#### Exercises:
**1.** From the passage about the mountain pass and the Huguenot Tunnel, quote everything from "Originally 48 km" down to "mountain at 1995 m.".
**2.** Answer these from the passage about the mountain pass and the Huguenot Tunnel:
(a) What height did the pass originally climb to?
(b) In what year did the Huguenot Tunnel open?
(c) Which mountain in the area is the highest, and how high is it?
**3.** Continue the passage about the mountain pass and the Huguenot Tunnel from where it stops.

*** Selected extract Section Begins ***

Originally 48 km long, the pass climbed to 820 m. The Huguenot Tunnel, opened in 1988, is the largest curved structure in South Africa and shortens the road by 11 km. It is operated as a toll road. There is an impressive viaduct on the Paarl approach side.

The surrounding peaks often sport a covering of snow and the Mountain Club of South Africa has huts in the area. Du Toits Peak is the highest mountain at 1995 m.

*** Selected extract Section Ends ***
*** Data for analysis Section Begins ***

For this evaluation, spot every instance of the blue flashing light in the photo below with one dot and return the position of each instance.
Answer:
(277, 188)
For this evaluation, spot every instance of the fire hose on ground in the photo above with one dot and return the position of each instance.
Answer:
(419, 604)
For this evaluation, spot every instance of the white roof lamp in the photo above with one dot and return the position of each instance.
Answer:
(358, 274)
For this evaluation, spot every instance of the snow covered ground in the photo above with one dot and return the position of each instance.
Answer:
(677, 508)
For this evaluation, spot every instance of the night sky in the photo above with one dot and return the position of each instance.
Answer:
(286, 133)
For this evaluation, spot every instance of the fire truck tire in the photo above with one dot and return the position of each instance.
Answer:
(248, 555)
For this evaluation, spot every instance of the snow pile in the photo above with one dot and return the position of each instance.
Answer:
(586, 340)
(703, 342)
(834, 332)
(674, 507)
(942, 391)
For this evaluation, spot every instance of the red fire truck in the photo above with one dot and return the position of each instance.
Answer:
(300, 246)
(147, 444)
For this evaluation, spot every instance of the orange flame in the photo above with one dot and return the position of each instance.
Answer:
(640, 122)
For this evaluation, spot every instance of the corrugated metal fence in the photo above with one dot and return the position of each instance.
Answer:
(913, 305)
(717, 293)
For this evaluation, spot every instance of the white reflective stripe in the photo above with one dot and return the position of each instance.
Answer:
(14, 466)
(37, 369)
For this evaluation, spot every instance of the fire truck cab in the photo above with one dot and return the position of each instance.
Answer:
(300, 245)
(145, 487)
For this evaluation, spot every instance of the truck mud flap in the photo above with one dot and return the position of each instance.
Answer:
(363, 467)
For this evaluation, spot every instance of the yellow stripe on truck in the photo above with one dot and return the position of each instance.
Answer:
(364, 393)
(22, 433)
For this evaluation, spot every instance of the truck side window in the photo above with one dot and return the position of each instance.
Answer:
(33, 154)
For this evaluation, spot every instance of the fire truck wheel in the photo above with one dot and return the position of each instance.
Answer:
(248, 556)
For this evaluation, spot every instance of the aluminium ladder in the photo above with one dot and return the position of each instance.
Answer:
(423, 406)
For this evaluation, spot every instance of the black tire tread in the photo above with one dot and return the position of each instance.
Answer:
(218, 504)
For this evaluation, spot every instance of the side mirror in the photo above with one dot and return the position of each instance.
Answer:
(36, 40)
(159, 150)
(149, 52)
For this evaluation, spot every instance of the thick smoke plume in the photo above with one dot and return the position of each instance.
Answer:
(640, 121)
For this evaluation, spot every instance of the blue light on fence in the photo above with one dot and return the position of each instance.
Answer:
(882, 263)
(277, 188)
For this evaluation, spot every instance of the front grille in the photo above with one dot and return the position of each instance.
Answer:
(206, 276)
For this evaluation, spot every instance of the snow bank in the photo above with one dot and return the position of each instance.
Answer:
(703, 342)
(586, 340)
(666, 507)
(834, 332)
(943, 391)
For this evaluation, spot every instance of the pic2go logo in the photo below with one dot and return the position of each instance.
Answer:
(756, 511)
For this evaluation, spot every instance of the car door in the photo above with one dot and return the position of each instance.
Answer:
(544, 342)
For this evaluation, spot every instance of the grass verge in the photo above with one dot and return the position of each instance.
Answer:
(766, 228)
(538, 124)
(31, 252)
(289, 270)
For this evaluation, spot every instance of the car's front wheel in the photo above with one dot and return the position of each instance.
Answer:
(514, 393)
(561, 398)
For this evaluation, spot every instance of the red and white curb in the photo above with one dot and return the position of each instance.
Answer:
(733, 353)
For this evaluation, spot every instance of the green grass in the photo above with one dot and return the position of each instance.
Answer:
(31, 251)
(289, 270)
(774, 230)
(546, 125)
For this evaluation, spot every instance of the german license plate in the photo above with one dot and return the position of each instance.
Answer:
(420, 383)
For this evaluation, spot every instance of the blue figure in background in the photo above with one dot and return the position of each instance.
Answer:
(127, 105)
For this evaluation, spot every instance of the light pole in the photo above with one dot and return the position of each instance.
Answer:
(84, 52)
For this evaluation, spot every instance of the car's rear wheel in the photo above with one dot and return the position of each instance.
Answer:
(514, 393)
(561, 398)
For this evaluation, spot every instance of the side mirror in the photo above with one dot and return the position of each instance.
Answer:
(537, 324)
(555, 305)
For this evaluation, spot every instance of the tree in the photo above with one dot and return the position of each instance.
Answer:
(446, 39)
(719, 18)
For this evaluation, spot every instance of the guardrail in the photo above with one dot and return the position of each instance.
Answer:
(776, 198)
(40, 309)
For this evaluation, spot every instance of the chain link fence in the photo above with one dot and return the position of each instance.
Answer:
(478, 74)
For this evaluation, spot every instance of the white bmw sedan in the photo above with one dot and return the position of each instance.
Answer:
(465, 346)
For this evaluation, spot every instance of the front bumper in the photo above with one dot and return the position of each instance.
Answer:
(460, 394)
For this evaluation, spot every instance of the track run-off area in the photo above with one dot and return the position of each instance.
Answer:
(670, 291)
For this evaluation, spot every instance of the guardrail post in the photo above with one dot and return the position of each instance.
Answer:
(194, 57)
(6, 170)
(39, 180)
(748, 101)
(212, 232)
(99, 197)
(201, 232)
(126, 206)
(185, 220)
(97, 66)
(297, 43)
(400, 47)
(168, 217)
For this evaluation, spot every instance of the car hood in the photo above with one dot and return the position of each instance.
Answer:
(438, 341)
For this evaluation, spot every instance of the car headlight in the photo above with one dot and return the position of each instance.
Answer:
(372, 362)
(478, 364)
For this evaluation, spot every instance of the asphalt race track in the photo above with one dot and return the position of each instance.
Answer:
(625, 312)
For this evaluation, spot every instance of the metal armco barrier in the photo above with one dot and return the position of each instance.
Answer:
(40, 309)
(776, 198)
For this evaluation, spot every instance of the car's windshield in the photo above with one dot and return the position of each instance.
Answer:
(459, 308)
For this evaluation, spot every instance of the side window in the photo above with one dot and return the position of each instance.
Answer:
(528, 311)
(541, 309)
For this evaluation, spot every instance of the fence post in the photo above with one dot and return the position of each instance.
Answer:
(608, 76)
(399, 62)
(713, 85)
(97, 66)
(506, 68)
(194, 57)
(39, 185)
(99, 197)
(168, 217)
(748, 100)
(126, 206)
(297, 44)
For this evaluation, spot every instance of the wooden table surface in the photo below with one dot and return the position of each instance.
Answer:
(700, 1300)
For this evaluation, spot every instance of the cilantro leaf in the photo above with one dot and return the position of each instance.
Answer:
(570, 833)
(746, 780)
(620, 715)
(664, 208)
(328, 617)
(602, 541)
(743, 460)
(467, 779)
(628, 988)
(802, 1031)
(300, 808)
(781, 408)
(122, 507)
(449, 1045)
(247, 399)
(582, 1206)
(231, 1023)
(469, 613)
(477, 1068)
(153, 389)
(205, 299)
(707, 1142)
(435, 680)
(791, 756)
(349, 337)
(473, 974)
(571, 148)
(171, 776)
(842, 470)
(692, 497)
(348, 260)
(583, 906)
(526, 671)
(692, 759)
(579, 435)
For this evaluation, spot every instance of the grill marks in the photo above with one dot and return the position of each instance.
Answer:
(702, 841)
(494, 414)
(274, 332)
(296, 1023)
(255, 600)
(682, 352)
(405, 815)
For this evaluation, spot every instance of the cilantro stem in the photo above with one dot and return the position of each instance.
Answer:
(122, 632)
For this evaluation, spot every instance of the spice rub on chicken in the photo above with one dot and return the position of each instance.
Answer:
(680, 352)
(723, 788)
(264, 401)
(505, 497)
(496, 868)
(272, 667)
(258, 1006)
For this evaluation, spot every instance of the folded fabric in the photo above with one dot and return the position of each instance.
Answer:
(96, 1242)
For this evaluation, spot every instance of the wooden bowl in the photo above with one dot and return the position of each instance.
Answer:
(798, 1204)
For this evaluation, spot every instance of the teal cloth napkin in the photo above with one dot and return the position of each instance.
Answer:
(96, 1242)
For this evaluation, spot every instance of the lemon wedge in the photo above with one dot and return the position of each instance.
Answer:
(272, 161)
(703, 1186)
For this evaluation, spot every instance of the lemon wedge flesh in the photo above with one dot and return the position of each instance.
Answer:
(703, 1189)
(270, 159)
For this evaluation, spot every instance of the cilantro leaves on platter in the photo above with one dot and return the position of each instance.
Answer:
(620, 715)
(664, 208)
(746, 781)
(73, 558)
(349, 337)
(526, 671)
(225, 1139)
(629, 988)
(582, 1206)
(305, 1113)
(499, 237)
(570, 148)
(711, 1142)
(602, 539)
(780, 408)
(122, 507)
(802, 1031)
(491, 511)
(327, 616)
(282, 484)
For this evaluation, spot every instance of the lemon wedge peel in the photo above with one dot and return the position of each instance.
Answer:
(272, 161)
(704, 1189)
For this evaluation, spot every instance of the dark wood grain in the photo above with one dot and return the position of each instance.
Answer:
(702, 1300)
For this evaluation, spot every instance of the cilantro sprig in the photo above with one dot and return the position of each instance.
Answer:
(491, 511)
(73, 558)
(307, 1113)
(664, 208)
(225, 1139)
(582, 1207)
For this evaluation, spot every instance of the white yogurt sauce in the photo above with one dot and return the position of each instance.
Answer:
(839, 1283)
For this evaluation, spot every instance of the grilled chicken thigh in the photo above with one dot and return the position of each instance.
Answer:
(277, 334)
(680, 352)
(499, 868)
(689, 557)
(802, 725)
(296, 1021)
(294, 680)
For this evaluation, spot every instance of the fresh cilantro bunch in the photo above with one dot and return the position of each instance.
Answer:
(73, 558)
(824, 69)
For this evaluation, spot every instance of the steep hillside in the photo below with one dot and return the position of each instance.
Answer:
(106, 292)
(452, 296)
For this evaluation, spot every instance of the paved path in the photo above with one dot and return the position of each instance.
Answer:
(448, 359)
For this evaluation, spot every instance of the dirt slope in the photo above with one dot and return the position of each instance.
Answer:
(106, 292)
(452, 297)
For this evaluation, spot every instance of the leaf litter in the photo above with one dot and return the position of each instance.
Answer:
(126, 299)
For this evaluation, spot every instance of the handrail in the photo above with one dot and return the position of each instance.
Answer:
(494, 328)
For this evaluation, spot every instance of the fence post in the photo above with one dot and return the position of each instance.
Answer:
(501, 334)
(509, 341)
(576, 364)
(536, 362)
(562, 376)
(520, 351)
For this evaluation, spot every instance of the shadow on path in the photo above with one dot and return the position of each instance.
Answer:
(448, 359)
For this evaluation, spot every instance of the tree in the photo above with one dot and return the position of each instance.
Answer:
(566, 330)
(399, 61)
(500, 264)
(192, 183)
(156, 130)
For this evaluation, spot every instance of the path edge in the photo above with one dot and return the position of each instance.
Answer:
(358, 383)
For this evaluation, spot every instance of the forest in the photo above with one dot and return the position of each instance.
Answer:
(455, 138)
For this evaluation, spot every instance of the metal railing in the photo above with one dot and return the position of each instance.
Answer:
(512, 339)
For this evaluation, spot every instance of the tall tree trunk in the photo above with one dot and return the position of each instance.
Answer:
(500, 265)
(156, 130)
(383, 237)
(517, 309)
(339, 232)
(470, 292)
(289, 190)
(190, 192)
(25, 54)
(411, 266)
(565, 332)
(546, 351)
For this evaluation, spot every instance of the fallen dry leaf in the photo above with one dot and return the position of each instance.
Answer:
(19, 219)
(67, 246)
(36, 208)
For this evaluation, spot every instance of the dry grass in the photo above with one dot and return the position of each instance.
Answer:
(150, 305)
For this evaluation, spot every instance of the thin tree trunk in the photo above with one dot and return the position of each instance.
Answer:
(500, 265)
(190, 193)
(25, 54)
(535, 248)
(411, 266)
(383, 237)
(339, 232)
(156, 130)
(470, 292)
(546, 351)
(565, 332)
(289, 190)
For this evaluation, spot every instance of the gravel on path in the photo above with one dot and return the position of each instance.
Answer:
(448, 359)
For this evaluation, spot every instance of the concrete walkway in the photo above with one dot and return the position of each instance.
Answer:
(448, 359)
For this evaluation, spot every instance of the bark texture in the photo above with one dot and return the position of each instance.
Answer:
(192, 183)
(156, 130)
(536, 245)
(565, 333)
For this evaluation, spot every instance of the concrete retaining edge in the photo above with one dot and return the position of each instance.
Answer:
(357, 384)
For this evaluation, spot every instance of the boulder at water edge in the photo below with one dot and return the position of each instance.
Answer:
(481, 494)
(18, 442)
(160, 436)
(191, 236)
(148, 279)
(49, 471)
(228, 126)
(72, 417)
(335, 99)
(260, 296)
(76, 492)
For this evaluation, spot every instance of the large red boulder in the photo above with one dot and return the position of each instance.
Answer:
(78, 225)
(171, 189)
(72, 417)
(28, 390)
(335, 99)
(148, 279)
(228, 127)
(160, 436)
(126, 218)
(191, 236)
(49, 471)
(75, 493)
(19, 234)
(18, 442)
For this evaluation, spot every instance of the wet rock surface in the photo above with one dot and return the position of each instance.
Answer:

*** Data for analysis Section Ends ***

#### Answers to this exercise:
**1.**
Originally 48 km long, the pass climbed to 820 m. The Huguenot Tunnel, opened in 1988, is the largest curved structure in South Africa and shortens the road by 11 km. It is operated as a toll road. There is an impressive viaduct on the Paarl approach side.

The surrounding peaks often sport a covering of snow and the Mountain Club of South Africa has huts in the area. Du Toits Peak is the highest mountain at 1995 m.

**2.**
(a) 820 m
(b) 1988
(c) Du Toits Peak, at 1995 m

**3.**
==History==
The pass was named after Francois Du Toit, a 17th-century Huguenot refugee and pioneer who settled in the foothills. Prior to 1825, farmers used the pass to get to the interior beyond. At that time, Detlef Siegfried Schonfeldt (a former lieutenant in the 45th Württemberg Hussars) of the farm Du Toitskloof asked the Cape Colony government for money for a road through the pass but no funds were provided. Another pass became the better route and in 1845, the route over the Bainskloof Pass was constructed, named after engineer Andrew Geddes Bain. In 1930, engineer P.A. de Villiers explored the idea of a road over the pass and in 1938 it was investigated further by the National Roads Board with the route finalised in 1940. The project was started in the summer of 1941/42. It cost R1.25 million and was 40 km long with the road opened in March 1949 by Prime Minister DF Malan.